Please print all of the material below, word for word.

--- START OF Provided entries ---

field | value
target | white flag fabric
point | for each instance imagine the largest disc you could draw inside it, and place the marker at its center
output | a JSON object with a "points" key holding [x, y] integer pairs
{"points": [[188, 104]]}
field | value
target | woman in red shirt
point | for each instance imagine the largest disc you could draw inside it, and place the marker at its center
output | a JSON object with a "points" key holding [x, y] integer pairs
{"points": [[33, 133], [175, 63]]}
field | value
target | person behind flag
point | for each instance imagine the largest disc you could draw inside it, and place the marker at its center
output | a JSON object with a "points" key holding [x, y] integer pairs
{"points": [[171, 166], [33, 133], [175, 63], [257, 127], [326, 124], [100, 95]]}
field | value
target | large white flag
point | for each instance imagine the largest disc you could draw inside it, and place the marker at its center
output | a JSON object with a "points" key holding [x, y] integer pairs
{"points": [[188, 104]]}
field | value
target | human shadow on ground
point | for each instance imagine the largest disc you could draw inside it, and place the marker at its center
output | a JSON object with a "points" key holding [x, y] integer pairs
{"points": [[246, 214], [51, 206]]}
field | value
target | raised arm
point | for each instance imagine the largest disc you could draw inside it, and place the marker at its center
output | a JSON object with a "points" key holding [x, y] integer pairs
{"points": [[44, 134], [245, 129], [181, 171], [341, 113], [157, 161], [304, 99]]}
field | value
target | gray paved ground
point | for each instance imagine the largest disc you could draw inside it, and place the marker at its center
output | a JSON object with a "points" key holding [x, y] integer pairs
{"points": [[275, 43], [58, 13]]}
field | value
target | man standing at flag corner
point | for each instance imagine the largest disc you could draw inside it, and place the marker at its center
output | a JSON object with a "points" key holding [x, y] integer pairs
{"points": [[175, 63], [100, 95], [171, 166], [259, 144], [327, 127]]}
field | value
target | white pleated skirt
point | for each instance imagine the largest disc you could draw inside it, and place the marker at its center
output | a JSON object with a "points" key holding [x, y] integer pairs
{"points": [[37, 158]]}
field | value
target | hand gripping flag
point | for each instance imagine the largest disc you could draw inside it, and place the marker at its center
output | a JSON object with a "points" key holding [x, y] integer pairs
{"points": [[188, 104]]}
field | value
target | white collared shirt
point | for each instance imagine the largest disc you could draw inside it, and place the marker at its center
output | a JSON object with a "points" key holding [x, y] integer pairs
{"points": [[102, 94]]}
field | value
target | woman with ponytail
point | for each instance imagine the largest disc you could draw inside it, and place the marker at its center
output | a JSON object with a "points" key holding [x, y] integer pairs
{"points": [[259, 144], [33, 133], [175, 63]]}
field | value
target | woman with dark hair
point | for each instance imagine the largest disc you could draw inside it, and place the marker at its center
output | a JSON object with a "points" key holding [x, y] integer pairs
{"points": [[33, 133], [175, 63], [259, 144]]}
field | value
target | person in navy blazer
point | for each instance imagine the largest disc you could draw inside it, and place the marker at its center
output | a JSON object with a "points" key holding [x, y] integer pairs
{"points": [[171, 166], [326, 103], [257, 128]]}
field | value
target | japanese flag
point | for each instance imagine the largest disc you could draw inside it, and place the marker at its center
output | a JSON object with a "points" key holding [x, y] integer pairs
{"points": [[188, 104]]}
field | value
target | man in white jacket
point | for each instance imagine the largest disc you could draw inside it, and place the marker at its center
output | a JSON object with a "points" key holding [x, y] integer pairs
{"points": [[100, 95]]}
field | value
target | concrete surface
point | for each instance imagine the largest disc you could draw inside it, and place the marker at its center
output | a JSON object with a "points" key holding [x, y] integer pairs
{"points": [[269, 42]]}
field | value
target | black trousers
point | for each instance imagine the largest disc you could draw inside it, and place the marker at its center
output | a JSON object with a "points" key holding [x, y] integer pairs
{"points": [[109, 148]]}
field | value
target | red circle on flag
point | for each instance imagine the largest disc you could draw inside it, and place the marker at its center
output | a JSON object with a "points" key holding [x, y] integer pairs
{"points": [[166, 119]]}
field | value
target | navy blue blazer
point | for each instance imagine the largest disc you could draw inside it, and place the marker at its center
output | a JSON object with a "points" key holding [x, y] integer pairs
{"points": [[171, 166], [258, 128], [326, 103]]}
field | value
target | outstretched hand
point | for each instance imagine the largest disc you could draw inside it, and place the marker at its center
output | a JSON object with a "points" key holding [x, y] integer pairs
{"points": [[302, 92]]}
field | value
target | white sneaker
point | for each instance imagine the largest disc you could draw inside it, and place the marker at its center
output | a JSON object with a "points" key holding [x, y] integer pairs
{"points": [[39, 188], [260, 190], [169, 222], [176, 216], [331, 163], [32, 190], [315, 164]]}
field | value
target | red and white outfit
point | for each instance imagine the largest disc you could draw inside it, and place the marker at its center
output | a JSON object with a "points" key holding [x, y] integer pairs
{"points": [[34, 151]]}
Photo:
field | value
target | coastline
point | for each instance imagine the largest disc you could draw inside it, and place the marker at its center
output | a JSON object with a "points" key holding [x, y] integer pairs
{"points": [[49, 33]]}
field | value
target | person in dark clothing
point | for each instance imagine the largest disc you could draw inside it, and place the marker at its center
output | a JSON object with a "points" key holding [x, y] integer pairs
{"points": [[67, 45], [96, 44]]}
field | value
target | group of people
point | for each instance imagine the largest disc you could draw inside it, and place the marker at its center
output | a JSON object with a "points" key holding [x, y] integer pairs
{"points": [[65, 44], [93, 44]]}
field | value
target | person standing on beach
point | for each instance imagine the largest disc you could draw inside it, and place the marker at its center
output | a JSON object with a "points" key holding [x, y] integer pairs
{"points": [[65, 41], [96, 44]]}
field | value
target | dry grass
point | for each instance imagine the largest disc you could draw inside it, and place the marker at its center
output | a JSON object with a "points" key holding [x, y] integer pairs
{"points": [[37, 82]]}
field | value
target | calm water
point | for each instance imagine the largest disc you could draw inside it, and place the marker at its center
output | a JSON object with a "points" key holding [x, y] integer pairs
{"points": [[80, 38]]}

--- END OF Provided entries ---

▸ Response to this task
field | value
target | white flag fabric
point | for each instance imagine the largest disc you could draw inside it, and place the marker at its center
output | a JSON object with a "points" key holding [x, y] integer pairs
{"points": [[188, 104]]}
field | value
target | woman in red shirt
point | for each instance imagine the largest disc you could draw inside it, and place the marker at its center
output | a JSON object with a "points" key holding [x, y] integer pairs
{"points": [[33, 133], [175, 63]]}
field | value
target | person behind flag
point | for each instance imagine the largest disc you could draw inside it, and place the marker at its center
output | a JSON object with a "points" key holding [x, y] integer pairs
{"points": [[171, 166], [33, 133], [175, 63], [257, 127], [326, 124], [100, 95]]}
field | value
target | large white flag
point | for each instance imagine the largest disc you could draw inside it, and place the marker at its center
output | a JSON object with a "points" key holding [x, y] integer pairs
{"points": [[188, 104]]}
field | value
target | human shadow on ground
point | for each instance imagine the largest disc you could draw inside it, and place the marker at its center
output | a JSON object with a "points" key holding [x, y] integer pairs
{"points": [[246, 214], [51, 206]]}
field | value
target | raised arm
point | for each instance imagine the largest disc you could draw inside it, and place the marker at its center
output | a JSON object with a "points" key holding [x, y] integer pairs
{"points": [[44, 134], [245, 129], [181, 171], [341, 113], [157, 161], [304, 99]]}
field | value
target | gray paved ground
point | for each instance imagine the largest disc you could draw inside it, and place the marker at its center
output | a JSON object with a "points" key holding [x, y] integer pairs
{"points": [[275, 43], [58, 13]]}
field | value
target | man standing at flag corner
point | for each instance imagine the largest disc you could draw inside it, and place the marker at its center
output | a JSON object with a "points" key holding [x, y] integer pairs
{"points": [[175, 63], [100, 95], [171, 166], [259, 144], [327, 127]]}
field | value
target | white pleated skirt
point | for each instance imagine the largest disc you could draw inside it, and place the marker at its center
output | a JSON object with a "points" key holding [x, y] integer pairs
{"points": [[37, 158]]}
field | value
target | hand gripping flag
point | for each instance imagine the largest disc you could draw inside it, and place the marker at its center
output | a JSON object with a "points" key holding [x, y] integer pairs
{"points": [[188, 104]]}
field | value
target | white collared shirt
point | for each instance imagine the largest disc you could draw inside it, and place the marker at its center
output | a JSON object with a "points" key holding [x, y] integer pairs
{"points": [[102, 94]]}
field | value
target | woman with ponytail
point | for each instance imagine the largest disc you could draw inside it, and place the marker at its center
output | a JSON object with a "points" key holding [x, y] integer pairs
{"points": [[259, 144], [33, 133], [175, 63]]}
field | value
target | woman with dark hair
point | for each instance imagine the largest disc you could draw inside it, and place the marker at its center
output | a JSON object with a "points" key holding [x, y] integer pairs
{"points": [[33, 133], [175, 63], [259, 144]]}
field | value
target | person in navy blazer
point | for each instance imagine the largest disc you could draw inside it, and place the marker at its center
output | a JSON object with a "points" key holding [x, y] integer pairs
{"points": [[171, 166], [326, 103], [257, 128]]}
field | value
target | japanese flag
point | for each instance imagine the largest disc you could draw inside it, and place the marker at its center
output | a JSON object with a "points" key holding [x, y] integer pairs
{"points": [[188, 104]]}
field | value
target | man in white jacket
point | for each instance imagine the largest disc you could draw inside it, and place the marker at its center
output | a JSON object with a "points" key holding [x, y] integer pairs
{"points": [[100, 95]]}
field | value
target | concrete surface
point | for each instance imagine the largest disc you could draw inside it, and place the marker at its center
output | a JSON object with a "points" key holding [x, y] integer pairs
{"points": [[269, 42]]}
field | value
target | black trousers
point | for each instance imagine the largest disc you could draw inside it, and place the marker at its center
output | a JSON object with a "points" key holding [x, y] integer pairs
{"points": [[109, 148]]}
field | value
target | red circle on flag
point | for each instance imagine the largest disc you could draw inside it, and place the marker at its center
output | a JSON object with a "points" key holding [x, y] integer pairs
{"points": [[166, 119]]}
field | value
target | navy blue blazer
point | for each instance imagine the largest disc you could draw inside it, and place the marker at its center
output | a JSON object with a "points" key holding [x, y] integer pairs
{"points": [[171, 166], [258, 128], [326, 103]]}
field | value
target | outstretched hand
point | for each instance imagine the largest disc you could draw inside it, and place the marker at its center
output | a JSON object with a "points" key holding [x, y] integer pairs
{"points": [[302, 92]]}
field | value
target | white sneaker
point | for each instance imagine the largest disc you could draw inside it, and place the marker at its center
output | a JSON object with a "points" key holding [x, y] integer pairs
{"points": [[39, 188], [260, 190], [169, 222], [176, 216], [331, 163], [32, 190], [315, 164]]}
field | value
target | red and white outfit
point | for each instance imagine the largest disc you could draw inside it, and place the marker at its center
output | a JSON object with a "points" key holding [x, y] integer pairs
{"points": [[34, 151]]}
Photo:
field | value
target | coastline
point | for each instance imagine the largest disc you could draw inside it, and place the marker at its center
output | a JSON object with a "points" key holding [x, y] integer pairs
{"points": [[49, 33]]}
field | value
target | person in dark clothing
point | for each instance imagine the largest disc you could draw inside it, and place the marker at its center
output | a JSON object with a "points" key holding [x, y] integer pairs
{"points": [[67, 45], [96, 44]]}
field | value
target | group of people
point | for each instance imagine the largest disc you could draw inside it, and place the marker at its center
output | a JSON object with a "points" key holding [x, y] integer pairs
{"points": [[65, 44], [93, 44]]}
field | value
target | person standing on beach
point | for each instance imagine the largest disc you could draw inside it, and place the marker at its center
output | a JSON object with a "points" key holding [x, y] integer pairs
{"points": [[65, 41], [96, 44]]}
field | value
target | dry grass
point | for each instance imagine the largest disc you could draw inside it, and place the marker at its center
output | a JSON object with a "points" key holding [x, y] integer pairs
{"points": [[37, 82]]}
field | value
target | calm water
point | for each instance imagine the largest disc you could draw inside it, and place the marker at its center
output | a JSON object with a "points" key holding [x, y] integer pairs
{"points": [[80, 38]]}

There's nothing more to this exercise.